THE DATA —
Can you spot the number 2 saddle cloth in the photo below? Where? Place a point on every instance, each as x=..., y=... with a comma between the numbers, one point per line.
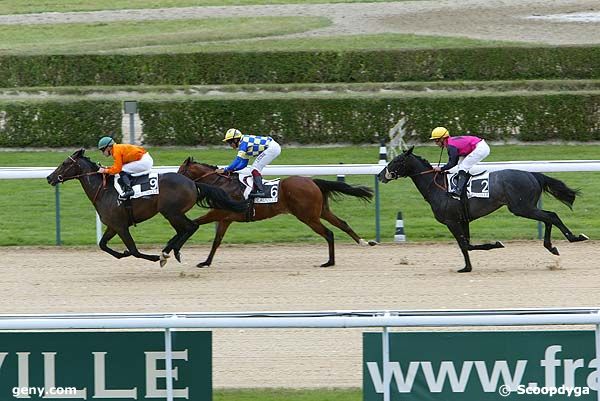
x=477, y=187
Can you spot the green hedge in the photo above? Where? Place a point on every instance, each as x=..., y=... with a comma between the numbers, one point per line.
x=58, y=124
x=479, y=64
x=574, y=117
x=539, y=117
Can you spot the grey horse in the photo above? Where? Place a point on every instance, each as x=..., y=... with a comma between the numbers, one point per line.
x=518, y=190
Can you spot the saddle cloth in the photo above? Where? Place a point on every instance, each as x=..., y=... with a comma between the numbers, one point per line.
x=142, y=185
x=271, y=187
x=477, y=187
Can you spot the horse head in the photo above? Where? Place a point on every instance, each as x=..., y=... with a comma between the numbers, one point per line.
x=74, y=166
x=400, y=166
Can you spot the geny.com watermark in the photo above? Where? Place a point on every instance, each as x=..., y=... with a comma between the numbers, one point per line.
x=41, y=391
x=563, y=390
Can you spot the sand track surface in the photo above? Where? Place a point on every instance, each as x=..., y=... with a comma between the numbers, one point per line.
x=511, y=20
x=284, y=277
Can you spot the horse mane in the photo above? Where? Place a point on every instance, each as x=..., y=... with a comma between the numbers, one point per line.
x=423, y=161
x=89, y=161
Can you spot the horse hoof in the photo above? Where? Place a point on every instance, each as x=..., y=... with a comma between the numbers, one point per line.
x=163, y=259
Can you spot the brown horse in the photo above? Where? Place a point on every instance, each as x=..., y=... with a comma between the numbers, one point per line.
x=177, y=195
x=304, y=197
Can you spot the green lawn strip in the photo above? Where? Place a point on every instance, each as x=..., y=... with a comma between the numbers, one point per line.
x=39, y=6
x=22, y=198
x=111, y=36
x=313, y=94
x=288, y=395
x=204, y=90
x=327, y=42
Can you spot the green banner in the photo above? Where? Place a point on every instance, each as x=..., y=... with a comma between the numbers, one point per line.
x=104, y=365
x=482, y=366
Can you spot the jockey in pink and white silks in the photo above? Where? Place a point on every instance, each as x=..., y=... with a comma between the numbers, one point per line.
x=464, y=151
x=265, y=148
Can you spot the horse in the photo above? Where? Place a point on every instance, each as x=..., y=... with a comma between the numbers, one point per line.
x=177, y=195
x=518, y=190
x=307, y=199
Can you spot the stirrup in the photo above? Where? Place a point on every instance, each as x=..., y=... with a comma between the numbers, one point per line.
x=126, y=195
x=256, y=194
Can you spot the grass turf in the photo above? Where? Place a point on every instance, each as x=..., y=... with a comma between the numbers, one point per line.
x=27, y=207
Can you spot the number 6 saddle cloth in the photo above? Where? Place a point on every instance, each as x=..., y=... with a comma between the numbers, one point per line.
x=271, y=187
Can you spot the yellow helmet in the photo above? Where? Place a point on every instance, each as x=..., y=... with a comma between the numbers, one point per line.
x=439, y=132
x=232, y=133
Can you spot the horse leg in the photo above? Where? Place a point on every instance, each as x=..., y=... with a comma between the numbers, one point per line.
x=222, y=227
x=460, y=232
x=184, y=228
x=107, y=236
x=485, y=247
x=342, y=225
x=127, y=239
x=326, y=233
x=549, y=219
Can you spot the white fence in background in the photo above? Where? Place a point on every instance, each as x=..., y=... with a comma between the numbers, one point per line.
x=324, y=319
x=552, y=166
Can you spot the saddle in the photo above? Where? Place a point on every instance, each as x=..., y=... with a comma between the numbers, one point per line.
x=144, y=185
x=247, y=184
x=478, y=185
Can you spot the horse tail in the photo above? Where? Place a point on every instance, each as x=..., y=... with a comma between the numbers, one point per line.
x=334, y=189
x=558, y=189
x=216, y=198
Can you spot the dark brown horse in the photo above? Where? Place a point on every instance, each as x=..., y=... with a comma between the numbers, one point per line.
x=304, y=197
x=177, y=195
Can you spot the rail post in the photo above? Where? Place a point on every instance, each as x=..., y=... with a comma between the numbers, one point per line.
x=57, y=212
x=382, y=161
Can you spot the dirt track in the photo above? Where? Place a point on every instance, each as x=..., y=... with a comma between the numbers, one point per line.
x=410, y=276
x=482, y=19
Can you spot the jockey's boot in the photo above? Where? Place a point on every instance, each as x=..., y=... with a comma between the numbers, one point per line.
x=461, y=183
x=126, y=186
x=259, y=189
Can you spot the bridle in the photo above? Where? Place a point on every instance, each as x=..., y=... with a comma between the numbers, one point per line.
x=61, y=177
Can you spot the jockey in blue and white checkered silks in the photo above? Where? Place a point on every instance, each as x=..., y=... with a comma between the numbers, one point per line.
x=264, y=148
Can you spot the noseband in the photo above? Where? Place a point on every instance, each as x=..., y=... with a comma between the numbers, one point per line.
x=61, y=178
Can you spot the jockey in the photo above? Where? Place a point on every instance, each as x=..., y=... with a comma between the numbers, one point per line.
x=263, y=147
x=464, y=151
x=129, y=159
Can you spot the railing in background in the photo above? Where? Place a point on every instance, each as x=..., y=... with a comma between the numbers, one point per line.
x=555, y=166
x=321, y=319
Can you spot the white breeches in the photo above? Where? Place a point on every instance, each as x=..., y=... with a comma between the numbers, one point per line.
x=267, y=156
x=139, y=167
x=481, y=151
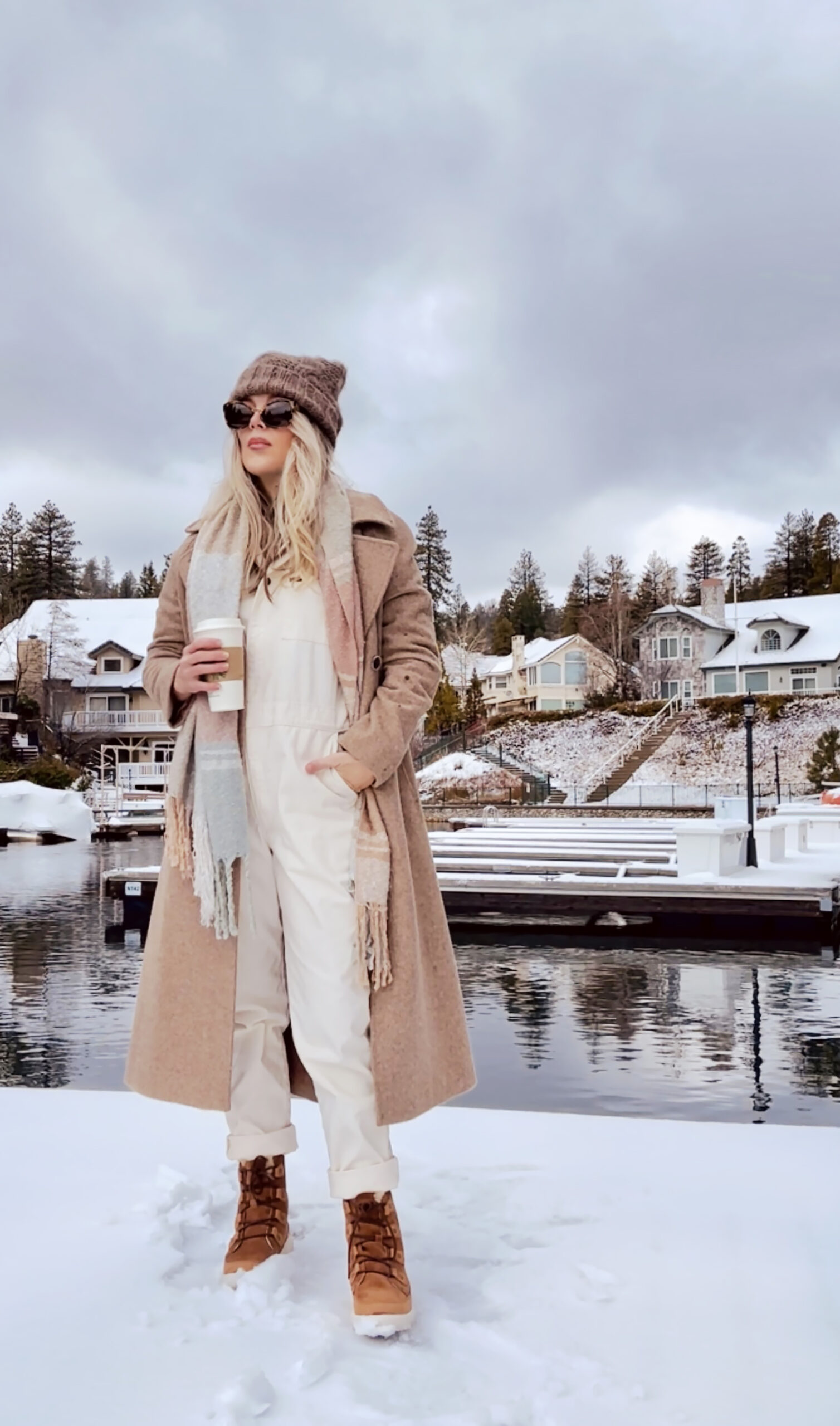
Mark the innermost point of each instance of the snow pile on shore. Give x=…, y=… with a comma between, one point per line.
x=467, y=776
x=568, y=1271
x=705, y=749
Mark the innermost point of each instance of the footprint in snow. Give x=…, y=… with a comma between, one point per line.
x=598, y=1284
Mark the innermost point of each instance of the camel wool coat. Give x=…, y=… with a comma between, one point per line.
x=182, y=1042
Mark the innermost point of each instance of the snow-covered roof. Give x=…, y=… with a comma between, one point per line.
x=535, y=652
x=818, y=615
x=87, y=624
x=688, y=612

TASK PROMPT — Return the data exactly. Pictures stay out.

SOLUTION TO THIS PROBLEM —
Can you spot the number 2 saddle cloth in the photo below? Where? Place a point on every instance, each as x=..., y=... with a comma between the numbers, one point per line.
x=477, y=187
Can you spot the green hedge in the photo above? Where? Place a point on every instance, each as x=..., y=... with a comma between the numbers, one point per line.
x=58, y=124
x=479, y=64
x=574, y=117
x=539, y=117
Can you spot the grey horse in the photo above? Where? Place a point on every instance, each as x=..., y=... with a comma between the numbers, one point per line.
x=518, y=190
Can you spot the saddle cloth in the photo above? Where? Place a point on every instance, each as x=..., y=... with a comma between the numbers, one point per line.
x=142, y=185
x=271, y=187
x=477, y=187
Can you spot the horse head in the photo above? Where? Place a point on every instance, each as x=..., y=... with a comma between the numbers, one point per line.
x=74, y=166
x=400, y=166
Can you spot the geny.com watermark in the photo above? Where? Place a point on every instance, each as x=..., y=... with a comma between the numbers, one point per line.
x=41, y=391
x=563, y=390
Can you spot the sand track surface in the photo above? Where? Place a point on every instance, each as x=..., y=... with a comma between the numbers, one point per line.
x=511, y=20
x=284, y=277
Can you spot the horse mane in the photo above? Where? Place a point on every instance, each as x=..., y=... with a comma between the numbers, one point per line.
x=423, y=161
x=89, y=161
Can you spot the horse hoof in the photo above? Where? Place a point on every instance, each as x=..., y=... with a comma between the numbers, one point per line.
x=163, y=259
Can you spot the brown horse in the photo above? Where? Place a point on every instance, each as x=..., y=... with a comma between the numbers, one point per line.
x=177, y=195
x=304, y=197
Can you spot the green lawn strip in the photo above? Where? Place a point on every instance, each as x=..., y=... with a comma between the numbers, one point per line.
x=39, y=6
x=22, y=198
x=111, y=36
x=313, y=94
x=288, y=395
x=204, y=90
x=327, y=42
Can you spot the green banner in the photo above? Where? Place a point on every instance, each as x=..., y=... with a comma between the numbers, one point per line.
x=104, y=365
x=482, y=366
Can you spot the jockey in pink and white silks in the photo above? Where? Place a point on every instance, each as x=..., y=... with a comma between the numbers, one point per line.
x=464, y=151
x=265, y=148
Can you spot the horse in the photo above? Where? Place a point on every instance, each as x=..., y=... with a comma between the numbers, one point per line.
x=177, y=195
x=518, y=190
x=307, y=199
Can you spot the stirrup in the photo above? Where? Place a point on every instance, each as x=..., y=... with a comma between the numbers, one point per line.
x=126, y=195
x=256, y=194
Can you spot the grass turf in the photo above? Where? Place a point on every instance, each as x=..., y=... with a comma between the numbers, one point per line.
x=27, y=207
Can you spot the number 6 saddle cloth in the photo above? Where? Place a point on every instance, each as x=..., y=... with a comma between the numbers, one point per line.
x=271, y=187
Can you spot the yellow helmet in the photo above? Where? Place a point on every instance, each as x=..., y=... with a comma between the numbers, one point per line.
x=439, y=132
x=232, y=133
Can you spot the horse leg in the photo above? Where? Place a point on every instance, each as x=..., y=... with a comma between the numbers, one point per line.
x=222, y=227
x=460, y=232
x=184, y=228
x=107, y=236
x=485, y=247
x=342, y=225
x=127, y=239
x=326, y=233
x=549, y=219
Can you spot the white fence in background in the photo above? Where? Place a point on every instance, each as x=..., y=... with a comma between the numbers, one point per line.
x=324, y=319
x=552, y=166
Can you spot the saddle in the photo above? Where? Place a point on every instance, each as x=..., y=... with a comma between the numbers, one point per line.
x=144, y=185
x=247, y=184
x=478, y=185
Can you spot the horse tail in the photo above? Where? Place a point on every instance, each as x=..., y=... with a comma between the numbers, one point per line.
x=334, y=189
x=558, y=189
x=216, y=198
Can you spot the dark brown horse in the photo above? Where? Place a point on every instance, each as x=..., y=... with a comma between the numbers, one point per line.
x=304, y=197
x=177, y=195
Can you spot the rail post in the photo above? Where? Place a point on every instance, each as x=..., y=... with a comma between the numbers, one point per line.
x=57, y=212
x=382, y=161
Can you spot the dirt track in the photo above? Where? Place a point on every instance, each as x=..., y=... with a comma between the numbers, one point per line.
x=410, y=276
x=482, y=19
Can you spot the jockey's boot in the photo above? Where? Place a point on every instance, each as x=..., y=... with a comma between the numbers, one point per line.
x=461, y=183
x=126, y=186
x=259, y=189
Can you spot the bridle in the photo above? Where? Place a point on every instance, each as x=..., y=... with a comma between the numbers, one point per line.
x=61, y=177
Can you spot the jockey in blue and white checkered silks in the photo above? Where? Place a point on every instance, each as x=..., y=... with a comma between the numbers, one point per line.
x=264, y=148
Can you spot the noseband in the photo above? Where? Place a point on every instance, each as x=..., y=... with a comma between the numbers, one point per line.
x=61, y=178
Can you spot the jockey in the photo above? Where? Place a point on every instance, each as x=..., y=... with a comma between the numbers, one point per line.
x=263, y=147
x=464, y=151
x=129, y=159
Can you spot the railing in background in the photo above? Where? Place a point on every instance, each as x=..., y=... with a comma between the numbers, one point per line.
x=555, y=166
x=321, y=319
Can you spot the white breeches in the photo above? Where? Place a point on every instance, each as x=..., y=... with a comma between the numbers, one point per line.
x=267, y=156
x=139, y=167
x=481, y=151
Mark the innermost point of each instance of the snow pile on shore. Give x=…, y=… with a comma between, one point per line.
x=467, y=776
x=568, y=1271
x=705, y=749
Mark the innermost point of each instance of the footprint in snow. Give x=…, y=… with a comma between, one point per line.
x=598, y=1284
Mark the innermost point of each instance of the camel wool coat. Give x=…, y=… with a comma between, one point per line.
x=182, y=1042
Mark the innermost point of each instance of the snow-covered roof. Give x=…, y=… with a comma between, one point per line.
x=535, y=652
x=818, y=615
x=87, y=624
x=688, y=612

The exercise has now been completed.